◆ TEXTO PROPORCIONADO ◆
▶
La revolución secreta, de Claudio Cerdán (Alrevés) | por Óscar Brox
Las derrotas nunca estallan en el último momento; siempre en el penúltimo, cuando todavía queda algo que perder y algo que sacrificar. La humanidad. Ese instante fatal en el que renunciamos a todo para abandonarnos a nuestros instintos. A la sangre, a la violencia. A la nada. El ocaso del zarismo, desplazado por el empuje de la revolución, se larvó durante varias décadas. Años de muerte, de miseria y desolación; de personajes torvos como Rasputín y guerras fratricidas entre los rojos y los blancos. A bayoneta calada o con el revólver sobre la sien. Matar y morir. Época oscura para el hombre, Claudio Cerdán ambienta su última novela, La revolución secreta, durante los estertores de la batalla, cuando la gruesa capa de nieve que tapizaba los bosques no podía cubrir los cadáveres amontonados tras los interminables enfrentamientos entre las facciones del ejército.
◀
◆ LISTADO ◆
▶
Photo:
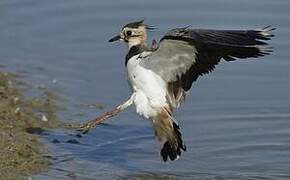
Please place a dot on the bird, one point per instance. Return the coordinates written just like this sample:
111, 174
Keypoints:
161, 75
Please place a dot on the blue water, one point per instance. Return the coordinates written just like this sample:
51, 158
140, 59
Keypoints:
235, 122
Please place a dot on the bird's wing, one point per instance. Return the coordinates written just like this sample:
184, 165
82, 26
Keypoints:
185, 54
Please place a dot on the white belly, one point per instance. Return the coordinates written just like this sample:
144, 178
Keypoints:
149, 88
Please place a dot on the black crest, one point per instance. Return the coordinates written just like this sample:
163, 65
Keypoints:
138, 24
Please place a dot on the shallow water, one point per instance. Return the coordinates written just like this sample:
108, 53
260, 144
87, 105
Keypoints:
236, 121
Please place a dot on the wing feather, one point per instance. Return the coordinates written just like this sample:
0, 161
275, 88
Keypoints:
185, 54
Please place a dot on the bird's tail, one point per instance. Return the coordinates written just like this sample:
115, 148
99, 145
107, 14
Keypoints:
168, 134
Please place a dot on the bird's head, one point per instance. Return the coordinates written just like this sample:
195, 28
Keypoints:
133, 34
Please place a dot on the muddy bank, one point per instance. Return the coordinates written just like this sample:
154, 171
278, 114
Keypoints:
21, 120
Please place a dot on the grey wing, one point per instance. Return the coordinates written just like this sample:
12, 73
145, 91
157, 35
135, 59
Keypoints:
185, 54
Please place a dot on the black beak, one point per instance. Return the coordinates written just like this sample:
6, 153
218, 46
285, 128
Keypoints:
116, 38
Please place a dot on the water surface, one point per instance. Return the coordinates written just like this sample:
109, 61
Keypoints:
235, 122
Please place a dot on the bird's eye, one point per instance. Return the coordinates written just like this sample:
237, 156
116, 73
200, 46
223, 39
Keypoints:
129, 33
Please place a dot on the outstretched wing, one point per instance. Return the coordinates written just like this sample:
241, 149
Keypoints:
185, 54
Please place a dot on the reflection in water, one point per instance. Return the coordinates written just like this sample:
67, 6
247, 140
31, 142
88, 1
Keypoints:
235, 122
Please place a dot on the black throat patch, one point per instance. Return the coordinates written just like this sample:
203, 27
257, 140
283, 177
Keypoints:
134, 50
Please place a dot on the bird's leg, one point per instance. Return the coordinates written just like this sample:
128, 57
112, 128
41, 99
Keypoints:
86, 127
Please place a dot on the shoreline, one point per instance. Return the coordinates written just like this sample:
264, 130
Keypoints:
22, 120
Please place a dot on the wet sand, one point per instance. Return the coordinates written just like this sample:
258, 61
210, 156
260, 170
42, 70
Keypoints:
22, 120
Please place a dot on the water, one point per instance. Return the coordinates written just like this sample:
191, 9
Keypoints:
236, 122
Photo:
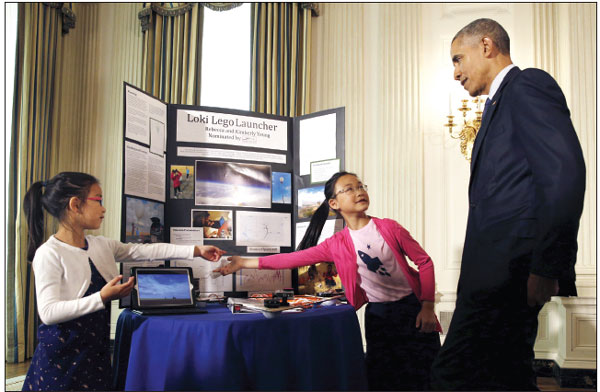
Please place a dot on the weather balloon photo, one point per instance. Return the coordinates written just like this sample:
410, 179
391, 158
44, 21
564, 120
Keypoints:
145, 221
282, 188
232, 184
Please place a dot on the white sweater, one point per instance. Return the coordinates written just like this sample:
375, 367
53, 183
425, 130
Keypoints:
63, 274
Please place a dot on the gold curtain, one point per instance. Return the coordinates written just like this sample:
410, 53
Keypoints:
172, 54
39, 39
280, 68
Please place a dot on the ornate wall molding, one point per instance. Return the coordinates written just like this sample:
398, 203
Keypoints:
68, 16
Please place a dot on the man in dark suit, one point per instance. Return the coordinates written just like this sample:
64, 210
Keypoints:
525, 200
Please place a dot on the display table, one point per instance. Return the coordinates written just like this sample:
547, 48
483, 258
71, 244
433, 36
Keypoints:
319, 349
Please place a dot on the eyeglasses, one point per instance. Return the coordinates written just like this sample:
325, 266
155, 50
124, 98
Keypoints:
98, 199
350, 190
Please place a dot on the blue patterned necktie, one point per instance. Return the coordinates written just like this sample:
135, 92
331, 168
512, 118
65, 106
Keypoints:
488, 102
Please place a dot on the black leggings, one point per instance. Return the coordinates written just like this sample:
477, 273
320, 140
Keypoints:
399, 357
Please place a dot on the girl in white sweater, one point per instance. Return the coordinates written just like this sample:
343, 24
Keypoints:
76, 278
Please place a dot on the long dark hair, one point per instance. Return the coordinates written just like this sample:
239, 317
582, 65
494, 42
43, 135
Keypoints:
59, 190
315, 227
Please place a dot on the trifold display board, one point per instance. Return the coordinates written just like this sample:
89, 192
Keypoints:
243, 181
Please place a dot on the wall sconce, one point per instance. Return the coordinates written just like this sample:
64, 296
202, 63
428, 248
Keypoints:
468, 129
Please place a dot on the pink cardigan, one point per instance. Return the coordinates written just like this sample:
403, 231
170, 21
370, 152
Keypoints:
339, 248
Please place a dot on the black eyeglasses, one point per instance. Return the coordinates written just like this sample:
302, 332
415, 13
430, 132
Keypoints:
350, 190
98, 199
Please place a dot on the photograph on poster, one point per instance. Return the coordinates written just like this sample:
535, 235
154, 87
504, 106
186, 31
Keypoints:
309, 199
144, 221
216, 224
181, 182
232, 184
322, 171
282, 188
205, 279
263, 228
330, 227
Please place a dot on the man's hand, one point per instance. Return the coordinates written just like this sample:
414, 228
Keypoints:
237, 263
209, 252
540, 289
113, 290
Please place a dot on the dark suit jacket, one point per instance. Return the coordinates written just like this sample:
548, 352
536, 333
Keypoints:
525, 192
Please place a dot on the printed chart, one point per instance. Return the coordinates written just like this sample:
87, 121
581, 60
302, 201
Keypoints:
263, 228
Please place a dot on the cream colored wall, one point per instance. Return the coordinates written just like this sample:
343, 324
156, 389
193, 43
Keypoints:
99, 54
389, 65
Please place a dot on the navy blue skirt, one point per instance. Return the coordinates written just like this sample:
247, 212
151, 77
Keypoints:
74, 355
399, 356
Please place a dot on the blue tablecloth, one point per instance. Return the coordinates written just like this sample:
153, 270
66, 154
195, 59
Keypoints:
319, 349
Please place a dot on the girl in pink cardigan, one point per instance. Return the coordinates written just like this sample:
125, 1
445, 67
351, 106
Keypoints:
402, 330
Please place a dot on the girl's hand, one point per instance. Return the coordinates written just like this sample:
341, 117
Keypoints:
237, 263
209, 252
114, 290
426, 319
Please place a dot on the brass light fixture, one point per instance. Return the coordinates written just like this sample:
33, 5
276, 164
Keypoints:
466, 131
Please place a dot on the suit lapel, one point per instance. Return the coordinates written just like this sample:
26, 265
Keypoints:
◀
¿Qué personaje torvo nombra la reseña de La revolución secreta?

◆ RESPUESTA A LA TAREA ◆
Rasputín.